Hecate's
Australian Women's Book Review

ISSN 1033-9434    
Editor:  Barbara Brook
Contributing Assistant Editor:  Katie Hughes
Photomontage:  Set in Stone, Adele Flood
Volume 12, 2000

 
Short listings


Fiction

Ø Finola Moorhead. darkness more visible. Spinifex Press, pb., $24.95, 649 pp.

A very interesting new novel from Finola Moorhead that, like her earlier Still Murder, follows the adventures of ex-policewoman Margot Gorman. Much more than a formula detective story, the novel is informed by the author's separatist politics and explores the philosophy and relationships of its characters while managing an intriguing plot.


Ø Sarah Walker. Water Colours. Hodder Australia, pb., $16.50, 188 pp.

Short task 1: Pull out each line of the entries below that contains the string "jeans".
The short listings and the entries come from unrelated sources.

[Collection entries]

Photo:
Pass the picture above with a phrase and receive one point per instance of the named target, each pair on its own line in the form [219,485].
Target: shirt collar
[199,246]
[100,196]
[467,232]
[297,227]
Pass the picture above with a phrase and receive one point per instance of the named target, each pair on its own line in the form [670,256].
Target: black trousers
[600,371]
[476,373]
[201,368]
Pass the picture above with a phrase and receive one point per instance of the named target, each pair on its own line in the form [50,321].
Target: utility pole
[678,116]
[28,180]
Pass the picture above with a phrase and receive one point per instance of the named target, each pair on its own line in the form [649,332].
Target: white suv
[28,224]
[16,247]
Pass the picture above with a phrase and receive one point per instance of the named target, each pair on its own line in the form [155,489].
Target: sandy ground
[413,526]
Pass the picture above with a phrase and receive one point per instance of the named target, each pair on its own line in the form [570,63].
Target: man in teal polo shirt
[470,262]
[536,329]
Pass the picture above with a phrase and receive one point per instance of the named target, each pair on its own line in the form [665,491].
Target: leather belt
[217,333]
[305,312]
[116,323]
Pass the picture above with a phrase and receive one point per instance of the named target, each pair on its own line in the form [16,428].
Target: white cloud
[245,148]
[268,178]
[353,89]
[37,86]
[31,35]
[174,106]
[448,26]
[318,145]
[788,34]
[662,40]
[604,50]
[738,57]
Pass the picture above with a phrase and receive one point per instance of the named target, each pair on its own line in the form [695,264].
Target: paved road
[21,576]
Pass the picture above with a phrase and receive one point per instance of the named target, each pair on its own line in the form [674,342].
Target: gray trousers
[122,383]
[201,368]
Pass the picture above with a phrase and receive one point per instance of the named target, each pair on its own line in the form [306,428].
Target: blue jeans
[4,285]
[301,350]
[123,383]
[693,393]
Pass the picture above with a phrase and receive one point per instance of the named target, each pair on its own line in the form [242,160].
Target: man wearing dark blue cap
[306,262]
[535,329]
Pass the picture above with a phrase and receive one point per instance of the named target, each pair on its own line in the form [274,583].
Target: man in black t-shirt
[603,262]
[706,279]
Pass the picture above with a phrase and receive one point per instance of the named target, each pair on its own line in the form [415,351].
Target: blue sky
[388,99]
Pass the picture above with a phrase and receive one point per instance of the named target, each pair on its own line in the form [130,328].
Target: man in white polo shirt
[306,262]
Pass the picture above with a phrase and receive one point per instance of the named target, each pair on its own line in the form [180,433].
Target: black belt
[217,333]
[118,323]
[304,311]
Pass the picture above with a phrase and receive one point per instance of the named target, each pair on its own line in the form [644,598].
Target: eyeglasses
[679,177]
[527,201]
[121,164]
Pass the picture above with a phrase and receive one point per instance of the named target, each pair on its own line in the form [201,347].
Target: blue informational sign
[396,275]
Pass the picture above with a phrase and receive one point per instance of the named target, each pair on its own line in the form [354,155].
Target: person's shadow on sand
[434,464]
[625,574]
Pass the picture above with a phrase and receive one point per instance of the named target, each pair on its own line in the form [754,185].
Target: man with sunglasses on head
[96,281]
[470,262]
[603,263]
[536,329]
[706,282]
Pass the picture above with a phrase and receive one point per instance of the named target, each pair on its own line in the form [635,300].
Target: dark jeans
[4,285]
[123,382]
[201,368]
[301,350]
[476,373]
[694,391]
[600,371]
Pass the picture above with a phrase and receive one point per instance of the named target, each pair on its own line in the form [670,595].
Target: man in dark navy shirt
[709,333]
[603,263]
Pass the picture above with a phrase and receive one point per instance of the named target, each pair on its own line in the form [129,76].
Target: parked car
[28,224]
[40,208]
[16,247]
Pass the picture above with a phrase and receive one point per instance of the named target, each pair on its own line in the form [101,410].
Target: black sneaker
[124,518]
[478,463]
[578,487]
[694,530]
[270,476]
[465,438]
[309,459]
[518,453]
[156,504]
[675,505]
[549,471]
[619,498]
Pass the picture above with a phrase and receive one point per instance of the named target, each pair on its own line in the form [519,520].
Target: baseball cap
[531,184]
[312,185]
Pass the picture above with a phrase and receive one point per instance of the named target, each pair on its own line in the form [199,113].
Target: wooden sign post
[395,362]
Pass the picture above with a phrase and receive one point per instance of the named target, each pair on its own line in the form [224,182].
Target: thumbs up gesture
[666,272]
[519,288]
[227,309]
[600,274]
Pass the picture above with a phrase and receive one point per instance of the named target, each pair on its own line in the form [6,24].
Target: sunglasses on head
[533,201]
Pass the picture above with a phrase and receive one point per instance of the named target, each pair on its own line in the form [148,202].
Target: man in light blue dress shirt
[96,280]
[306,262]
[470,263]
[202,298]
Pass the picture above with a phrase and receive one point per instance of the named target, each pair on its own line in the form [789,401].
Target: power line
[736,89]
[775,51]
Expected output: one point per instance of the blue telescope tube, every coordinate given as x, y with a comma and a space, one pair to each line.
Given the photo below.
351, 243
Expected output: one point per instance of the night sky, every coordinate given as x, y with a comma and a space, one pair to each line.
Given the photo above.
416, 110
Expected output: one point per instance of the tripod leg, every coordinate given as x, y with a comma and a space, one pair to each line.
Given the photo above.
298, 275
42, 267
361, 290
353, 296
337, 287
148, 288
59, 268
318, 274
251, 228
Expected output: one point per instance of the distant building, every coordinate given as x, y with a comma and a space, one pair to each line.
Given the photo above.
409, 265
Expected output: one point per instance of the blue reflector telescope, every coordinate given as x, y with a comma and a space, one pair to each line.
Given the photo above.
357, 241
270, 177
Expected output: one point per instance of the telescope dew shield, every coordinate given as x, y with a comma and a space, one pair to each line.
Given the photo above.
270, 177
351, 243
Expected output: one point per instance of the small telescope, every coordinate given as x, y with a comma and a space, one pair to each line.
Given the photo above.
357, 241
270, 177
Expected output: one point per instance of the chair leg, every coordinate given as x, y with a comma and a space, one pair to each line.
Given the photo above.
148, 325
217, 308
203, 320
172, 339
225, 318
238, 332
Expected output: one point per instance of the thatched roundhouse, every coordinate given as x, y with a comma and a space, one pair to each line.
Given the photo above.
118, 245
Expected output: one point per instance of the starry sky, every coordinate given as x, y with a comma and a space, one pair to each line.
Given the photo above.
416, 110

Short task 2: Quote the short listings between "A very interesting" and "an intriguing plot.", inclusive.

Expected answer 1:
Target: blue jeans
Target: dark jeans

Expected answer 2:
A very interesting new novel from Finola Moorhead that, like her earlier Still Murder, follows the adventures of ex-policewoman Margot Gorman. Much more than a formula detective story, the novel is informed by the author's separatist politics and explores the philosophy and relationships of its characters while managing an intriguing plot.